*** Opening of TEXT SHOWN ***
How does anything speak more of the advancement of blacks — and the decreasing significance of race — than the fact that we have a black president (one many whites, as well as Hispanics, voted for)?
Yet still they seek to make race an issue, as witnessed now with the George Zimmerman case. It started with the media and how it initially jumped all over the case when they heard the name “Zimmerman” (immediately associating that name with a white and thus: “white victimizing a black,” which is a hot-button story). When it was learned that Zimmerman actually identified himself as Hispanic (his mother is Peruvian and black, and he is bilingual, while his father is Caucasian), the media, having already set the stage, glanced over that; the show had to go on; the story-line: whites again mistreating blacks. And with that story-line the two races would remain at odds and if possible at each others’ throats.
Isn’t it the devil who is the master of division?
This is a story, it seems, not of prejudice, but of two young people who both over-reacted.
*** Close of TEXT SHOWN ***
▸ **PROBLEMS TO WORK ON**
a: In the commentary on the Zimmerman case, how did Zimmerman identify himself?
b: Resume the commentary on the Zimmerman case after its final sentence and extend it.
The data after this point have no connection to the commentary on the Zimmerman case.
*** Opening of PROVIDED INFORMATION ***
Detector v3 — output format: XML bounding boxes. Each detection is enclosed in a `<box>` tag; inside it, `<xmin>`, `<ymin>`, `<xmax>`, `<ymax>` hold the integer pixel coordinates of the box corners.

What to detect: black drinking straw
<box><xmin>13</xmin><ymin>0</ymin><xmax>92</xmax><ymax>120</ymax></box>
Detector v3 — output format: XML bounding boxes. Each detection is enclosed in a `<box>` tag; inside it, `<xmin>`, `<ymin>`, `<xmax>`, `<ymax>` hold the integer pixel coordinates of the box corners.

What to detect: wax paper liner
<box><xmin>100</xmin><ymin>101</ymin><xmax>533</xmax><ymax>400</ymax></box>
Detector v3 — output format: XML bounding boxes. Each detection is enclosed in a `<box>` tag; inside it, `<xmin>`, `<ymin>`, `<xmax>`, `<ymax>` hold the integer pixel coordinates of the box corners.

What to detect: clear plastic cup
*** Close of PROVIDED INFORMATION ***
▸ **ANSWERS TO THE PROBLEMS**
a: He identified himself as Hispanic.

b:
There certainly is still racial prejudice towards blacks, including among many Christian conservatives.
There is also racial prejudice against whites.
It all goes against what brings us right eternity.
Christ favored no race. He certainly didn’t design things so that one racial or ethnic group hated another. What a shame. And also, how unfair: The Zimmerman case is not even really a racial one. If we read right, Zimmerman had once tutored black children and brought a black girl to his prom. He wasn’t initially sure that the person he was misguidedly trailing was black. Yet it is all stoked up. Where was the same hype and charge of racism when a black athlete named O. J. Simpson was acquitted of slaying two white people (the acquittal came through a chiefly black jury)? Was that verdict followed by tweets promising death to Simpson (of course, there was no Twitter back then, but we get the point)? Meantime, government on two levels has played right into the division. The state of Florida set prosecutors upon the case — kindling the embers of old racial division yet further, much further — while the President of the United States, who should take special care to stay away from criminal cases, said that if he’d had a son, he might have looked like the victim, Trayvon Martin.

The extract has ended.